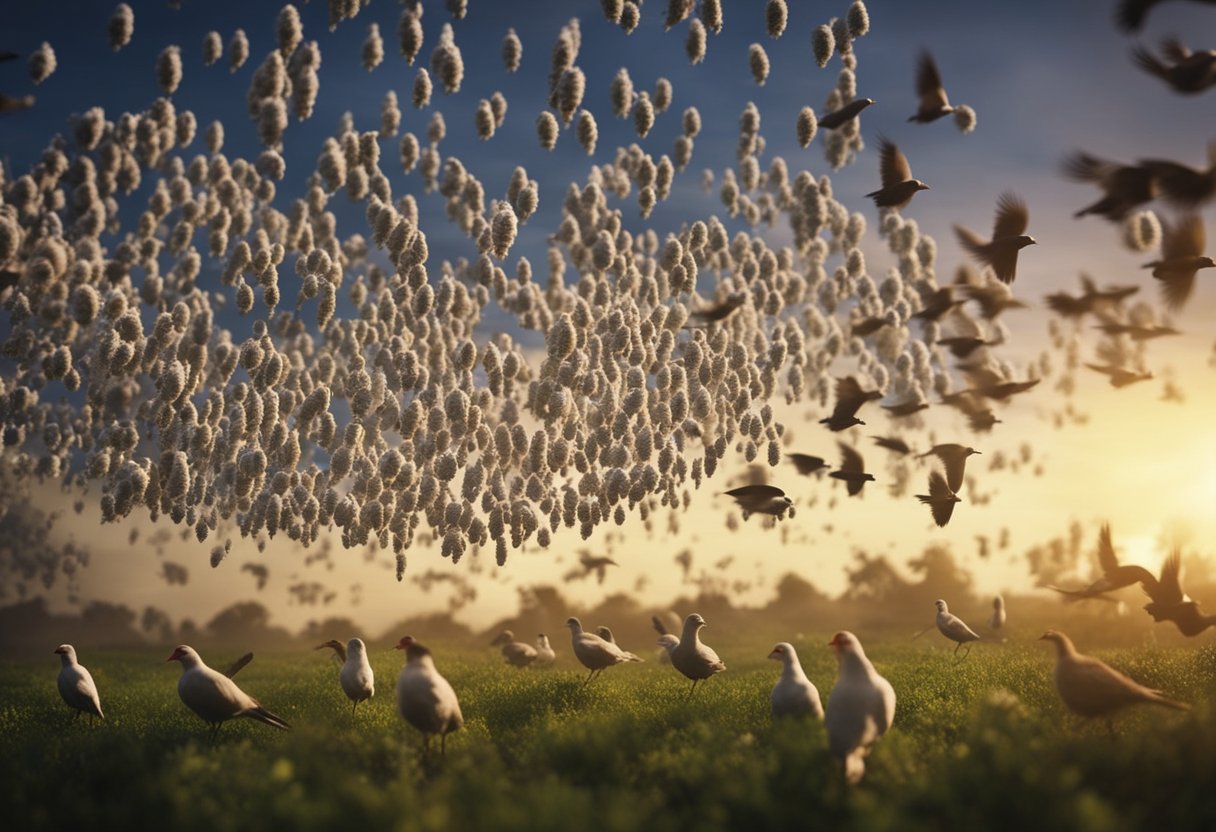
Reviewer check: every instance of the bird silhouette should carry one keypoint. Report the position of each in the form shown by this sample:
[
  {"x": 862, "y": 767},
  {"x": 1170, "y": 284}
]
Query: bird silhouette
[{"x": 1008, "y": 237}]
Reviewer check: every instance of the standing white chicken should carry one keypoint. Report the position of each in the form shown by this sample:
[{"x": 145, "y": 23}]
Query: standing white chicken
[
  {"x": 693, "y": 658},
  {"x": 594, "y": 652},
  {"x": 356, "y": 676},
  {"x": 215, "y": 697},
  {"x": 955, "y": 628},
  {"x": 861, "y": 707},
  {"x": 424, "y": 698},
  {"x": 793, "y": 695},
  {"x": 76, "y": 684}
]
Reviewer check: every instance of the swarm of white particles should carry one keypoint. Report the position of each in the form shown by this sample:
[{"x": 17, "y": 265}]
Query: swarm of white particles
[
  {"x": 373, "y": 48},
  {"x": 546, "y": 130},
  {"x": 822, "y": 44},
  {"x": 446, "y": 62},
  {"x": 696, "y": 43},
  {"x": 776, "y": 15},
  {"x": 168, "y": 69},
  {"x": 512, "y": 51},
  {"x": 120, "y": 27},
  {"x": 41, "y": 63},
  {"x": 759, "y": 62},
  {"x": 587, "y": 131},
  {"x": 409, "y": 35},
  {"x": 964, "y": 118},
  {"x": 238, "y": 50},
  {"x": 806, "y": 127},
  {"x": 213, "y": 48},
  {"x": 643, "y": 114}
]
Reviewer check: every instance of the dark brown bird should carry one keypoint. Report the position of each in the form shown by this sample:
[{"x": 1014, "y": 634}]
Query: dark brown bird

**********

_What the task asks:_
Without the pictures, transcribe the listing above exactly.

_Your solution:_
Reviewer check: every instance of the bird silhouette should carry one keypoint. Report the position of each in the form shown by this sample:
[
  {"x": 862, "y": 767},
  {"x": 1170, "y": 284}
]
Query: bird silhouette
[{"x": 1008, "y": 237}]
Reviewer check: every instance of the standing white chicken should carry one keypoint. Report the position of each in the form shown by this sample:
[{"x": 145, "y": 23}]
Query: standing white chicken
[
  {"x": 693, "y": 658},
  {"x": 594, "y": 652},
  {"x": 356, "y": 676},
  {"x": 215, "y": 697},
  {"x": 955, "y": 628},
  {"x": 861, "y": 707},
  {"x": 424, "y": 698},
  {"x": 793, "y": 695},
  {"x": 76, "y": 684}
]
Reviewer check: every instance of the swarm of white particles should carry one keypoint. Report the position of each in the form shown by this sample:
[{"x": 17, "y": 265}]
Query: swarm of white particles
[
  {"x": 373, "y": 48},
  {"x": 546, "y": 130},
  {"x": 822, "y": 44},
  {"x": 446, "y": 62},
  {"x": 696, "y": 43},
  {"x": 776, "y": 15},
  {"x": 168, "y": 69},
  {"x": 512, "y": 51},
  {"x": 120, "y": 27},
  {"x": 41, "y": 63},
  {"x": 759, "y": 62},
  {"x": 587, "y": 131},
  {"x": 409, "y": 35},
  {"x": 964, "y": 118},
  {"x": 238, "y": 50},
  {"x": 806, "y": 127},
  {"x": 213, "y": 48},
  {"x": 643, "y": 114}
]
Reviewer check: every instance of the dark brown bird should carry one keypoint. Report the position of each in the form shown by this sample:
[{"x": 1014, "y": 634}]
Query: dark brown bird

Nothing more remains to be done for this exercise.